▶ _Passage to read_:
Bases: MediaIO[Image]

Source code in vllm/multimodal/media/image.py
class ImageMediaIO(MediaIO[Image.Image]):
    def __init__(self, image_mode: str = "RGB", **kwargs) -> None:
        super().__init__()

        self.image_mode = image_mode
        # `kwargs` contains custom arguments from
        # --media-io-kwargs for this modality.
        # They can be passed to the underlying
        # media loaders (e.g. custom implementations)
        # for flexible control.
        self.kwargs = kwargs

        # Extract RGBA background color from kwargs if provided
        # Default to white background for backward compatibility
        rgba_bg = kwargs.get("rgba_background_color", (255, 255, 255))
        # Convert list to tuple for consistency
        if isinstance(rgba_bg, list):
            rgba_bg = tuple(rgba_bg)

        # Validate rgba_background_color format
        if not (
            isinstance(rgba_bg, tuple)

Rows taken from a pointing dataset

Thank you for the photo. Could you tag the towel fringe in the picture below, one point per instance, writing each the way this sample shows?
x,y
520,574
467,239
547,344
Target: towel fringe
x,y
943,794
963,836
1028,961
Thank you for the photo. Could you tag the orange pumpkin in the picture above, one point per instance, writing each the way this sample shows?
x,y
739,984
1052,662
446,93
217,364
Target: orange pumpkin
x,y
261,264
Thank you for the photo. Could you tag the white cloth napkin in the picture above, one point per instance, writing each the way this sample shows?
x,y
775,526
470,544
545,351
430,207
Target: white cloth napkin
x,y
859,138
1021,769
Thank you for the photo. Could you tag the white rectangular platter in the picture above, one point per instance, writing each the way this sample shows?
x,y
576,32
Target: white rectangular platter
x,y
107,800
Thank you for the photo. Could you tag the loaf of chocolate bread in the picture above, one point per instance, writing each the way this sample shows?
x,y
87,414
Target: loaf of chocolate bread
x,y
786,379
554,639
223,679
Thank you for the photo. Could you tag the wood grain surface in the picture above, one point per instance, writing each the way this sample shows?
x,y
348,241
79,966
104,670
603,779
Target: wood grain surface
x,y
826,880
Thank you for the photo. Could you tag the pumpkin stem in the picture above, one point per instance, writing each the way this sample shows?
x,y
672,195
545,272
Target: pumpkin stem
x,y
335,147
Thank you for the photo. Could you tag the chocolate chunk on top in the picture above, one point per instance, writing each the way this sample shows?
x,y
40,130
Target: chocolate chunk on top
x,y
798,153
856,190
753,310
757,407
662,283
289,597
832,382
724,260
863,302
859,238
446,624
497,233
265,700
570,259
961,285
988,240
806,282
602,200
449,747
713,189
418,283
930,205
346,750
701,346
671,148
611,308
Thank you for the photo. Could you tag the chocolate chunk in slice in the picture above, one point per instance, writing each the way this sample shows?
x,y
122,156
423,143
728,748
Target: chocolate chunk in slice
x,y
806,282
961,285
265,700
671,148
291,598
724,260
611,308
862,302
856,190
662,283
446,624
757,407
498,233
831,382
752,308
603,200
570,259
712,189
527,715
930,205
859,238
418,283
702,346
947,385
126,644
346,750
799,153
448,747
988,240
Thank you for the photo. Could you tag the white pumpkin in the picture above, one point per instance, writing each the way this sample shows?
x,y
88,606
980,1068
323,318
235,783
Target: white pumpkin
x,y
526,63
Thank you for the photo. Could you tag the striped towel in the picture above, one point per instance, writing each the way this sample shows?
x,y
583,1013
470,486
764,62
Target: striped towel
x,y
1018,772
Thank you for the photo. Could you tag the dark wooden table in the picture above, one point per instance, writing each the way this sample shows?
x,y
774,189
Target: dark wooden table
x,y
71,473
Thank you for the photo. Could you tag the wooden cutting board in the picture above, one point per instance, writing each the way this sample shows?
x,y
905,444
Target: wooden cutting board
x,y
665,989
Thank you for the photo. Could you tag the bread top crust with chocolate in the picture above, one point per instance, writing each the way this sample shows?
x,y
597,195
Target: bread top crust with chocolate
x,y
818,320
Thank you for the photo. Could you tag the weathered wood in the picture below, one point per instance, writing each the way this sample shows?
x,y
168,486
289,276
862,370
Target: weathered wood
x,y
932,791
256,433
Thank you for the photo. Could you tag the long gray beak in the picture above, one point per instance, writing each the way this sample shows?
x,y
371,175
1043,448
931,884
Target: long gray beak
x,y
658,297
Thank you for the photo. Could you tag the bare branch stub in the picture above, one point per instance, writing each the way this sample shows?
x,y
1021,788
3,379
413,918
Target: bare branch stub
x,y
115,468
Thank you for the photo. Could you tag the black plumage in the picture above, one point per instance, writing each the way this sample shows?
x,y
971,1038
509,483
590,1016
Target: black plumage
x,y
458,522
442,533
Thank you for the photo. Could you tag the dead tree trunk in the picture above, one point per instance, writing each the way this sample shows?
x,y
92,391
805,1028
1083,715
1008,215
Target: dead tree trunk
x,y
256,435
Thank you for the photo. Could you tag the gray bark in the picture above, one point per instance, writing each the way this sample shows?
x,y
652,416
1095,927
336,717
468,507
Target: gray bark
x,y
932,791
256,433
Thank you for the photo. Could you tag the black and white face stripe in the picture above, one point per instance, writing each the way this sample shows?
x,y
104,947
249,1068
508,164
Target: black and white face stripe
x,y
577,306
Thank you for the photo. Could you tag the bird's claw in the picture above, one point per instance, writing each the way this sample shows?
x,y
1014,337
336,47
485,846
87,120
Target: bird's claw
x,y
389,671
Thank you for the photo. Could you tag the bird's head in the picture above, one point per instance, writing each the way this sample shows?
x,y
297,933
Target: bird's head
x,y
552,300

▶ _Written tasks_:
1. According to the code excerpt, why does the constructor fall back to a white background when no RGBA background color is provided among the items passed in kwargs? Answer in one to three sentences.
2. In the code excerpt, reproduce the part that opens with the words containing "Bases: MediaIO[Image]" and closes with "for flexible control.".
3. In the code excerpt, what is the default value of the image_mode parameter?

▶ _Answers below_:
1. The code excerpt defaults to a white background, (255, 255, 255), for backward compatibility.

2.
Bases: MediaIO[Image]

Source code in vllm/multimodal/media/image.py
class ImageMediaIO(MediaIO[Image.Image]):
    def __init__(self, image_mode: str = "RGB", **kwargs) -> None:
        super().__init__()

        self.image_mode = image_mode
        # `kwargs` contains custom arguments from
        # --media-io-kwargs for this modality.
        # They can be passed to the underlying
        # media loaders (e.g. custom implementations)
        # for flexible control.

3. The default value is "RGB".